What We Must Do to Lower Healthcare Costs for Seniors: The Other Side of 'Total Cost'

Joel Theisen, BSN, RN


May 18, 2022

Companies strive for disruption to pioneer new ground and advance performance. You know the adage: "Disrupt and you will be saved." Except in this case, we don't need saving. We need a shift in awareness and accountability. The cost of healthcare is skyrocketing. Simultaneously, the experience for those we serve, as well as those who serve, is worsening.

Though the big business of healthcare controls resource allocation, it's really seniors and those who serve them who should have more influence over how they can partner for the right options at the right time. However, our current system is often too narrow.

The historical healthcare model for seniors has primarily focused on fixing new medical problems or exacerbations in reactive and myopic ways. This is not intended, but it's the way our traditional reimbursement model has rewarded our siloed health systems.

This "quick fix" perspective leads to most new innovations, primarily fueled and funded by private equity. They focus on "point solutions" that can be highly monetized by solving one problem at a time. This approach often fragments and falls short of recognizing the whole person.

→ The data:
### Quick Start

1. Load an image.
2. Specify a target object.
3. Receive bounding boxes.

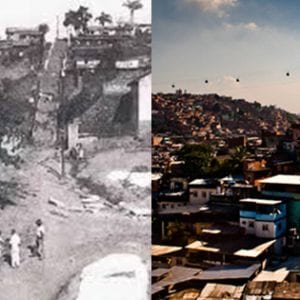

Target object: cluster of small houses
[0,27,46,65]
[152,92,288,140]
[152,125,300,300]
[0,24,151,149]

→ Questions on the material:
A - In the article on lowering healthcare costs for seniors, what primarily fuels and funds most new innovations?
B - Write a continuation of the article on lowering healthcare costs for seniors, picking up after its last sentence.

→ Answers to the problems:
A - Private equity.

B -
Instead of solving a symptom or disease, we need to look at the root causes and broaden the lens to deliver long-term, sustainable, and cost-effective healthcare in our communities.

This siloed approach also has many hidden out-of-pocket costs for consumers that go unrecognized and unmeasured. These unintended consequences of our acute, reactive system should be measured and coupled together if we are going to fully understand the global impact we have in delivering healthcare.

I've developed a formula to describe this: The TOTAL-total Cost of Care (T-tCOC) is everything a person spends within their medical insurance coverage, plus all out-of-pocket dollars that they must use to live life on their terms, wherever they call home. Copays, long-term care, medical equipment, mental health, senior housing, medications, lost wages, and more add trillions to the massive $4.1 trillion that we attribute to the existing total cost of care.

We have to protect and serve not only medical and physical health but also the financial health of those who trust us. We must understand the T-tCOC when making critical decisions that may have out-of-pocket consequences and plan thoughtful treatment. One startling fact that needs more unpacking and awareness for clinicians is that over 50% of American bankruptcy occurs because of health crises.

Seizing Opportunity in the Shift From Volume to Value

The shift from volume (fee-for-service) to value (value-based care) pushes us into a new realm of possibility to deliver a complete solution for all — payers, health systems, clinicians, and most importantly, the people who we serve.

Payment innovation has given us greater insight into how we can look at both sides of the wallet — insurance and out-of-pocket expenses — to deploy services and treatments more holistically and influence long-term outcomes that ultimately lead to lower costs and better experiences.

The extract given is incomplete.